Goal of the exercise: Every record below should be repeated exactly. Omit the pictures.

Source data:
|---|

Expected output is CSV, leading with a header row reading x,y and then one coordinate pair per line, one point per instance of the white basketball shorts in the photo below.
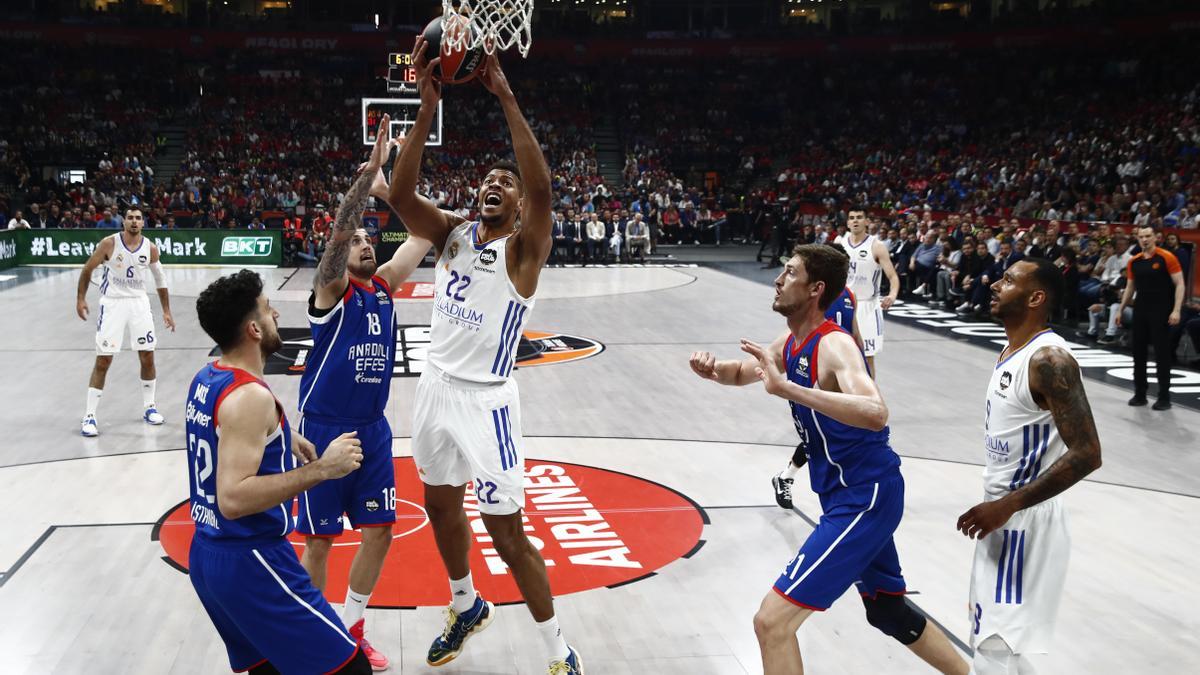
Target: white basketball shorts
x,y
869,316
1018,577
468,432
119,316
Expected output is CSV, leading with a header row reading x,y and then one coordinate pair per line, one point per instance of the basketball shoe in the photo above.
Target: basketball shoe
x,y
377,661
783,490
89,428
459,627
571,665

|---|

Exercise response:
Expected output is CSV, leading with a header row reading x,y and then one coordinate pair per line, one point per instance of the white basketball shorts in the photo below.
Target: white basketball shorts
x,y
869,316
1018,577
468,432
119,316
Expected output is CSV, leading with a header row reading x,y and then one coordinate pair per line, one point per instance of the basketball shoe in the photo above.
Target: basketball shoe
x,y
377,661
783,490
89,428
459,627
571,665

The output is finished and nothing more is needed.